Reproduce every one of the rows below line for line, with no change to any word, number, or symbol.

--- start Task input ---

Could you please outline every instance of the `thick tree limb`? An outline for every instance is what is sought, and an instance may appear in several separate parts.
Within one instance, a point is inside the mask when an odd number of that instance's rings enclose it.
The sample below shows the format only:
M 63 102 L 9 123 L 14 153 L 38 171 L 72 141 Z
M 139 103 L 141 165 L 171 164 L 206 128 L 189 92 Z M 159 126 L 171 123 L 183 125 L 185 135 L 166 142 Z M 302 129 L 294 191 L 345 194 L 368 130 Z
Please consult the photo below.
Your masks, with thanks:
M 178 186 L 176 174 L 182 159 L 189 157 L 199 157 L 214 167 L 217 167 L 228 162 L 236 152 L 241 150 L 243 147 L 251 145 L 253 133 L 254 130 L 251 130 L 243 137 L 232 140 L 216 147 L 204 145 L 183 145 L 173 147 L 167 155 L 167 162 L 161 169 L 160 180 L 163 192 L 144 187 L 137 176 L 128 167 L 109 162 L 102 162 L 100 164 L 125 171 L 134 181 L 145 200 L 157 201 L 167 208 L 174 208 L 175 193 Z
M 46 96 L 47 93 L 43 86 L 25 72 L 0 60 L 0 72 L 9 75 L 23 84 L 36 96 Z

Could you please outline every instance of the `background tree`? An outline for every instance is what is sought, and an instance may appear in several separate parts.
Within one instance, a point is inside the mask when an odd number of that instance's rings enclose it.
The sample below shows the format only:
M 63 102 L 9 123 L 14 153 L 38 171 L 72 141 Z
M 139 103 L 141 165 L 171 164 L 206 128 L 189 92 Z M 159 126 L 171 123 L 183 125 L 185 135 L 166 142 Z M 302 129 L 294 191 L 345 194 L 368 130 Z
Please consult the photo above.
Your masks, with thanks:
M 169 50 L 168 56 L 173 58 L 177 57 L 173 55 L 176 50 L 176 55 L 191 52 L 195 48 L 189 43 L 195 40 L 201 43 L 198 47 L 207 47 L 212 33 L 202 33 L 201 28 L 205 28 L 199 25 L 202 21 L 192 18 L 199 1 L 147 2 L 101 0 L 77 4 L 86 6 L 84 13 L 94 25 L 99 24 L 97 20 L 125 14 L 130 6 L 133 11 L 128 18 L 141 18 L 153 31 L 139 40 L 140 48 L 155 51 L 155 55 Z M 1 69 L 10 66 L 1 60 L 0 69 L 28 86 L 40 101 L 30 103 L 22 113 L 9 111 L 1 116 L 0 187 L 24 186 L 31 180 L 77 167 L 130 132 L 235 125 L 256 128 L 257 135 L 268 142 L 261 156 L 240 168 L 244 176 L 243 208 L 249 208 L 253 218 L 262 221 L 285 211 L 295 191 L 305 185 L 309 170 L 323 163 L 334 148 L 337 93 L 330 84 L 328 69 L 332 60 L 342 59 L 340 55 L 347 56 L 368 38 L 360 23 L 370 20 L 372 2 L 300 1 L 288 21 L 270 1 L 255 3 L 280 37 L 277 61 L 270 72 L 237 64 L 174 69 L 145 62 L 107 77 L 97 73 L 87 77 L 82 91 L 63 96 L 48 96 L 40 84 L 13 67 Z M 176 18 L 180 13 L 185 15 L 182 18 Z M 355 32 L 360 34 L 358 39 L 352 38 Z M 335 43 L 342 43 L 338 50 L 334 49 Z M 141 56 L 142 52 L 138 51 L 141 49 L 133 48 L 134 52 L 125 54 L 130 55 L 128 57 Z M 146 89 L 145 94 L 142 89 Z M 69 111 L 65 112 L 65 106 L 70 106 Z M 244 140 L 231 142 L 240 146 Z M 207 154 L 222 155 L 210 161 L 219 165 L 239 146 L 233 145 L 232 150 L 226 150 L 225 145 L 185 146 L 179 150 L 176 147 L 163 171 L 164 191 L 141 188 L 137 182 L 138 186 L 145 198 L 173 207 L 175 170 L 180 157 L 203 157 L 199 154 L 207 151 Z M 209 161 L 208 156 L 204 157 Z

--- end Task input ---

Correct response:
Could you please outline every instance of the `thick tree limb`? An outline for every instance is what is sought, and an instance may appear in several separate parts.
Within one instance, a point is inside the mask when an odd number of that instance's rings enclose it.
The sample below shows the format only:
M 63 102 L 9 123 L 14 153 L 38 171 L 72 141 Z
M 139 103 L 141 165 L 171 164 L 206 128 L 189 92 Z M 159 126 L 171 123 L 183 125 L 185 135 L 166 142 Z M 302 129 L 294 191 L 345 194 L 368 130 Z
Please consult the photo below.
Your masks, with thanks:
M 178 186 L 176 174 L 182 159 L 189 157 L 199 157 L 214 167 L 217 167 L 228 162 L 236 152 L 241 150 L 243 147 L 251 145 L 253 133 L 254 130 L 251 130 L 243 137 L 232 140 L 216 147 L 204 145 L 183 145 L 173 147 L 167 155 L 167 162 L 161 169 L 160 180 L 163 192 L 144 187 L 137 176 L 128 167 L 109 162 L 102 162 L 100 164 L 125 171 L 134 181 L 145 200 L 157 201 L 167 208 L 174 208 L 175 193 Z
M 46 96 L 47 93 L 43 86 L 25 72 L 0 60 L 0 72 L 9 75 L 23 84 L 36 96 Z

Could you please outline every instance of the `background tree`? An outline for every instance is what is sought, and an instance may appear in several separate parts.
Within one instance, a point is inside the mask when an odd number of that instance's rings enclose it.
The sample below shows the format only:
M 63 102 L 9 123 L 14 153 L 38 171 L 72 141 Z
M 139 103 L 141 165 L 171 164 L 206 128 L 189 92 Z M 159 126 L 171 123 L 183 125 L 185 135 L 166 142 Z M 302 129 L 294 191 L 345 194 L 368 130 Z
Please consult the photo above.
Your masks, with thanks:
M 169 50 L 168 56 L 173 58 L 177 57 L 173 55 L 176 50 L 176 55 L 191 52 L 195 48 L 189 43 L 195 40 L 201 43 L 198 47 L 207 47 L 212 33 L 202 33 L 201 28 L 205 28 L 199 25 L 202 21 L 192 18 L 199 1 L 147 2 L 101 0 L 77 4 L 86 6 L 84 13 L 94 25 L 99 24 L 97 20 L 125 14 L 130 6 L 133 11 L 128 18 L 141 18 L 153 31 L 139 40 L 140 48 L 155 51 L 155 55 Z M 1 69 L 10 66 L 1 60 L 0 69 L 28 86 L 40 101 L 30 103 L 22 113 L 9 111 L 1 116 L 0 187 L 24 186 L 31 180 L 77 167 L 130 132 L 235 125 L 256 128 L 257 135 L 268 142 L 261 156 L 240 168 L 244 176 L 243 208 L 249 208 L 253 218 L 262 221 L 285 211 L 295 191 L 305 185 L 309 170 L 323 163 L 334 148 L 337 93 L 330 84 L 328 69 L 332 60 L 342 59 L 340 55 L 347 56 L 368 38 L 360 23 L 370 20 L 372 2 L 300 1 L 288 21 L 270 1 L 255 3 L 280 37 L 277 61 L 270 72 L 237 64 L 174 69 L 145 62 L 107 77 L 97 73 L 87 77 L 82 91 L 63 96 L 48 96 L 40 84 L 13 67 Z M 176 18 L 180 13 L 185 15 L 182 18 Z M 355 32 L 360 34 L 358 39 L 352 38 Z M 335 43 L 342 43 L 338 50 L 334 49 Z M 141 56 L 142 52 L 138 51 L 141 49 L 133 48 L 134 52 L 125 54 L 130 55 L 128 57 Z M 146 89 L 145 94 L 142 89 Z M 69 111 L 65 112 L 65 106 L 70 106 Z M 244 140 L 231 142 L 240 146 Z M 207 154 L 222 155 L 210 161 L 219 165 L 239 146 L 233 145 L 232 150 L 226 150 L 225 145 L 185 146 L 179 150 L 176 147 L 163 171 L 164 191 L 141 188 L 137 182 L 138 186 L 145 198 L 173 207 L 175 170 L 180 157 L 203 157 L 199 154 L 207 151 Z M 209 161 L 208 156 L 204 157 Z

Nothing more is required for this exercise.